(Items listed in a dataset):
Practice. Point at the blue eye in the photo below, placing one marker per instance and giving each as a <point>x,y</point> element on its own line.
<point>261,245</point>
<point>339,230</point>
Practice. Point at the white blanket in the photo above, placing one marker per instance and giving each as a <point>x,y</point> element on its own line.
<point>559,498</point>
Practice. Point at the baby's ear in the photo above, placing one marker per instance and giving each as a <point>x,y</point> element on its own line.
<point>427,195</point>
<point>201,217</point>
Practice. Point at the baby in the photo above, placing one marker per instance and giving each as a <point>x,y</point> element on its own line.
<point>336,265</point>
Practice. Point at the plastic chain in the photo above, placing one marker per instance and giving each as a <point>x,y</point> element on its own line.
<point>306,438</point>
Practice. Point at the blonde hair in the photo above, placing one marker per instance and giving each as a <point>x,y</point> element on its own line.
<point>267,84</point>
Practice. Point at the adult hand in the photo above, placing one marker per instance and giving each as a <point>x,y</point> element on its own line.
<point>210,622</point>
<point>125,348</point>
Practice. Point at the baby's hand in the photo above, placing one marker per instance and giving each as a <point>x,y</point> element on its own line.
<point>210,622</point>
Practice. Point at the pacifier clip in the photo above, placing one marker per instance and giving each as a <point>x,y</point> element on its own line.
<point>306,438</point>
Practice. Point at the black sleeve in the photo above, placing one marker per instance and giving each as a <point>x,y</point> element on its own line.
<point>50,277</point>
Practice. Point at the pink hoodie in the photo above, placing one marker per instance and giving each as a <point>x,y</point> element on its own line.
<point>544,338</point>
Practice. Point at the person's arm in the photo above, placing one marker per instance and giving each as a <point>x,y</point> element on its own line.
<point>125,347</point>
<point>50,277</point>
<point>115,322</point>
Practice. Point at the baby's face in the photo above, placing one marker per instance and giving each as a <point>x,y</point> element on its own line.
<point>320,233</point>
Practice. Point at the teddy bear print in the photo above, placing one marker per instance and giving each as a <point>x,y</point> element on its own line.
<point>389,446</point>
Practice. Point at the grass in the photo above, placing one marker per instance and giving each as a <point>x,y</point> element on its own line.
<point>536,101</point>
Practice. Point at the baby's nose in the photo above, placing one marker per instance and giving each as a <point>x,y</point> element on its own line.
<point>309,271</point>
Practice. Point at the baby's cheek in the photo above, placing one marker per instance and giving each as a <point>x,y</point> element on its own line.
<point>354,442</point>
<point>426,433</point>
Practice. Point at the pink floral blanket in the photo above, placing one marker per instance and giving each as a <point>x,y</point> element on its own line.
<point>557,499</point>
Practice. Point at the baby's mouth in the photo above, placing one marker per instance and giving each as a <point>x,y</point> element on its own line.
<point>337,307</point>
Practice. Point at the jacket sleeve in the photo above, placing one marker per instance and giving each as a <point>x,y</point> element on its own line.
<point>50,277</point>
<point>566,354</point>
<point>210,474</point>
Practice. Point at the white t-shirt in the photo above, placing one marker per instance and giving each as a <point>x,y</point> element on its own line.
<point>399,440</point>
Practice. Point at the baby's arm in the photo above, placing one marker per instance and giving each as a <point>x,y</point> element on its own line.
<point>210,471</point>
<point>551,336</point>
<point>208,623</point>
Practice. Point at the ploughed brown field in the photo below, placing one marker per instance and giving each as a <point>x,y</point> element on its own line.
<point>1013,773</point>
--
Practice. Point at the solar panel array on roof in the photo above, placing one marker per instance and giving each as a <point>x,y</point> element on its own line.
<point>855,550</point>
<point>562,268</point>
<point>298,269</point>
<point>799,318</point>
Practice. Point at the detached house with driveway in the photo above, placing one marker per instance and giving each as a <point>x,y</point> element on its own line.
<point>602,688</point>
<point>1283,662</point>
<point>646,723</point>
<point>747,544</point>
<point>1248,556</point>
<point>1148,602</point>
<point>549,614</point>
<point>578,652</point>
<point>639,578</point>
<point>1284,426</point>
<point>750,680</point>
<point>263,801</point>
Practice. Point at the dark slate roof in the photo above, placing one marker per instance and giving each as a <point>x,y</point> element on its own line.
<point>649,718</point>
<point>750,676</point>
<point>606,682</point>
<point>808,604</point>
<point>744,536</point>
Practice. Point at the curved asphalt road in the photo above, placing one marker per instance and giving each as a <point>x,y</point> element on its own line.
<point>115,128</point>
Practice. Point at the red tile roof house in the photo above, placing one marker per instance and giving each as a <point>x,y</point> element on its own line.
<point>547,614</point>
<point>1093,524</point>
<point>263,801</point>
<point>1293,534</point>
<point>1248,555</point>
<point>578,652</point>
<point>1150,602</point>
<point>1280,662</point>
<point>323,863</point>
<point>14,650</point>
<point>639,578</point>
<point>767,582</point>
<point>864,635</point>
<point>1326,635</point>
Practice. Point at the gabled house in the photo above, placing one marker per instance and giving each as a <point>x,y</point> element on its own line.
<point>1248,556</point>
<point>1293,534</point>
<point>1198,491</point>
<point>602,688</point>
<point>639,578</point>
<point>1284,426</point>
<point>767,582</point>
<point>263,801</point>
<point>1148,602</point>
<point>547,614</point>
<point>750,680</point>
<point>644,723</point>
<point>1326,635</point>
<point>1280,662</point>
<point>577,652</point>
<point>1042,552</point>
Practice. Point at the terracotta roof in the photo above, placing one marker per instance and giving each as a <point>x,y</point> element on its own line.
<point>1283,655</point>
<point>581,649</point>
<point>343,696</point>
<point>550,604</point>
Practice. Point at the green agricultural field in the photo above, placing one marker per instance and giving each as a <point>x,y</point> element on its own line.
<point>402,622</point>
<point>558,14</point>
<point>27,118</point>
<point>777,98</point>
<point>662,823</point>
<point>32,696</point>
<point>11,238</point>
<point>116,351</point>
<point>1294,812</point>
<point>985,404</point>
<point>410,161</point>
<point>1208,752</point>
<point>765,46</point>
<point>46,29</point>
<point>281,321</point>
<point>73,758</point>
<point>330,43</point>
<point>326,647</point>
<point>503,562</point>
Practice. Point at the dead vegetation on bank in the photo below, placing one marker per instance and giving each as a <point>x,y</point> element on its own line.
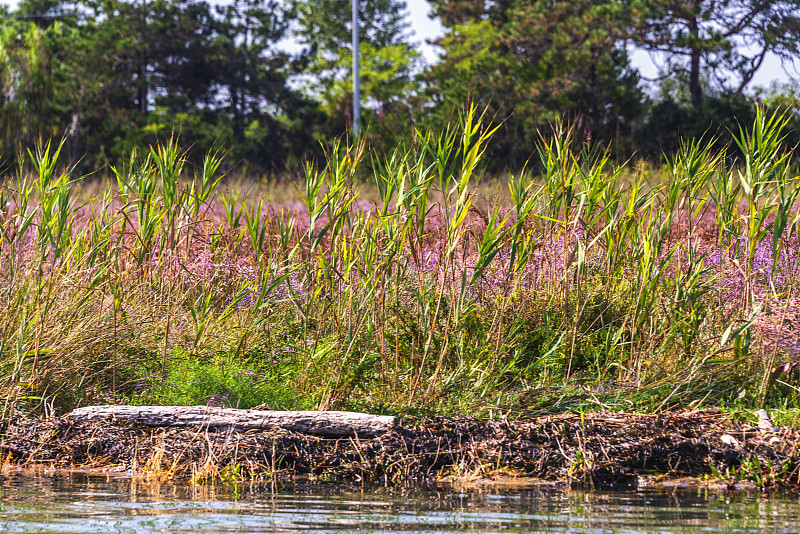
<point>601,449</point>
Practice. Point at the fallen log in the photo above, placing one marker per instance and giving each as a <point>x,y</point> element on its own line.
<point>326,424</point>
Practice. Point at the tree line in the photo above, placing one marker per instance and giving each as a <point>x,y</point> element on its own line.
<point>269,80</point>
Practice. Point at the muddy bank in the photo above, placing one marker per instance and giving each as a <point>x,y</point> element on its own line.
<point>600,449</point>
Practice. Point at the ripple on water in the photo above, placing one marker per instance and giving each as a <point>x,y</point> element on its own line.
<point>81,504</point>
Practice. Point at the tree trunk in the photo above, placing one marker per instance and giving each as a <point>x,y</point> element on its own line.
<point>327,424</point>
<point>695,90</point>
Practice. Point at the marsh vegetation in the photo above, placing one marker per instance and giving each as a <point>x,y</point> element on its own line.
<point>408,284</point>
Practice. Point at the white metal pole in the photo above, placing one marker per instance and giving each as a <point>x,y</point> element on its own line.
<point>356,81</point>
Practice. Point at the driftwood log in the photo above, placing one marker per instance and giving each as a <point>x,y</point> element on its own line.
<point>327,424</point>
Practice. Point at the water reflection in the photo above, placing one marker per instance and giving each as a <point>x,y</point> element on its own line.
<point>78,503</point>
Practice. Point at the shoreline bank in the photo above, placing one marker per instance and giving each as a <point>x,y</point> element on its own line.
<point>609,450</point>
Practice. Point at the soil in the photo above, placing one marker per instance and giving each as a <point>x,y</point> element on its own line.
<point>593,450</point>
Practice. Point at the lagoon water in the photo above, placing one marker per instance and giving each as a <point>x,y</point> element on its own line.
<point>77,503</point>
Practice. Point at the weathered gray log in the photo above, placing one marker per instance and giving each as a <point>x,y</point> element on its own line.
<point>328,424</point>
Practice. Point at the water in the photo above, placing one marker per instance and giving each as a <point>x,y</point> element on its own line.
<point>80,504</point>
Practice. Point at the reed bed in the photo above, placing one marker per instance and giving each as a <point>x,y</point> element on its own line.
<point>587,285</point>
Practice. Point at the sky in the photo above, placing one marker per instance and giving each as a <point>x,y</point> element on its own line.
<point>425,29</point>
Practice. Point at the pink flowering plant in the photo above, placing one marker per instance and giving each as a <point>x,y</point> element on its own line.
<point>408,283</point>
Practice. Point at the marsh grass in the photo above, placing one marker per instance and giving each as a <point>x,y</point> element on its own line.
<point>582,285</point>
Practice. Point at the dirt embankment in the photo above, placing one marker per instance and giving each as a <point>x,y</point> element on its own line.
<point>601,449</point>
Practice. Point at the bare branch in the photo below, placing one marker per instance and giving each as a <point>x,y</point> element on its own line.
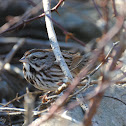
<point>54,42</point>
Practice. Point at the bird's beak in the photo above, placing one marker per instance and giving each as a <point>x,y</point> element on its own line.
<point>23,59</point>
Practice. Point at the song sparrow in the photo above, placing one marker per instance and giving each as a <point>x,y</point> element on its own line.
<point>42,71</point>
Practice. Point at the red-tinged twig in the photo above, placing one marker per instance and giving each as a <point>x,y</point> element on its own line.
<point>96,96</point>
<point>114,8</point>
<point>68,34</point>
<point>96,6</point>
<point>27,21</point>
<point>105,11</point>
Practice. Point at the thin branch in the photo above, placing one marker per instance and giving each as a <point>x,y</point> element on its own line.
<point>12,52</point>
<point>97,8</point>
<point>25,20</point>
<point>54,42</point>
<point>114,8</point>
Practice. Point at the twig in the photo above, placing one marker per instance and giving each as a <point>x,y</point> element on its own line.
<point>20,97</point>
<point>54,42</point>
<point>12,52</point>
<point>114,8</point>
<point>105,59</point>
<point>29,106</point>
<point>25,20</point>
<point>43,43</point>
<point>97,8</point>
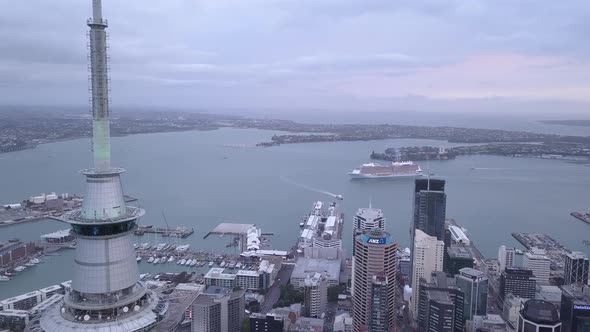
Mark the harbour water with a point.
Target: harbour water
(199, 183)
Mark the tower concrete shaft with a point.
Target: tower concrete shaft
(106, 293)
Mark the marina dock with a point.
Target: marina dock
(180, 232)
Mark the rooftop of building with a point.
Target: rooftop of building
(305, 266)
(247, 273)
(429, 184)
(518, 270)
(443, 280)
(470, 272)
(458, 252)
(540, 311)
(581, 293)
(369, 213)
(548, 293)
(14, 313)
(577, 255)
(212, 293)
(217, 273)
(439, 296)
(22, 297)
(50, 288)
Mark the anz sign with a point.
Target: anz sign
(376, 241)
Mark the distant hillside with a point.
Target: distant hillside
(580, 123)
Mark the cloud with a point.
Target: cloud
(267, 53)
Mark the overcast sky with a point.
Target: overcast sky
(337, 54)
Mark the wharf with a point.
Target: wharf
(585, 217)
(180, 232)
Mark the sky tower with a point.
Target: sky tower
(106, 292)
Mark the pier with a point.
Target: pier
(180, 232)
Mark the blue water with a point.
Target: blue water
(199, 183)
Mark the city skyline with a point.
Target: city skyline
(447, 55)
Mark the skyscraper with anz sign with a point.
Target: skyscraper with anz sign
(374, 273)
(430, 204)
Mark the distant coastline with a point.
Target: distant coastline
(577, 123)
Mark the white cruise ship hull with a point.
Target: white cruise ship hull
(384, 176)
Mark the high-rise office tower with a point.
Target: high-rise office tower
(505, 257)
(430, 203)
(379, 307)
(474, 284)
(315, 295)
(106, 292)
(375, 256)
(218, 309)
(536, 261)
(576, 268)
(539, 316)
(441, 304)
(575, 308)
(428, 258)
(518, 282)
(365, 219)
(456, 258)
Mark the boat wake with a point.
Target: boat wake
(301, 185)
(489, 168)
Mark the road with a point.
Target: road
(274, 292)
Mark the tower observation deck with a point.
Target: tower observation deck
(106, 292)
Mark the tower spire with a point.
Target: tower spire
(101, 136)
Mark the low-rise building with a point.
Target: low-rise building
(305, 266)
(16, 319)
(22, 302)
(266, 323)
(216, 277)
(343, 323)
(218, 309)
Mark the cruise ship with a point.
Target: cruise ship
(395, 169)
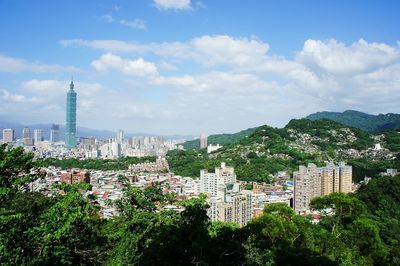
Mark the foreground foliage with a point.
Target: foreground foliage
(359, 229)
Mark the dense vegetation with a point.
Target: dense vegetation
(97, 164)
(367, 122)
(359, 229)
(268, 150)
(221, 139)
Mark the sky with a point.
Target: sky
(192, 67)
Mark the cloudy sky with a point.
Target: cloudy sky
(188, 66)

(PROMPT): Beginning at the line above with "Target: sky tower" and finishing at the line with "Mark the distant coastline with a point.", return each line exactly and return nothing else.

(ANSWER SECTION):
Target: sky tower
(106, 292)
Mark the pier with a point.
Target: pier
(180, 232)
Mark the blue water with a point.
Target: blue water
(199, 183)
Mark the city skyline with a point.
Target: city skyline
(447, 55)
Mark the skyscraper with anz sign with a point.
Target: skyscraper with anz sign
(374, 273)
(430, 204)
Mark the distant coastline with a point.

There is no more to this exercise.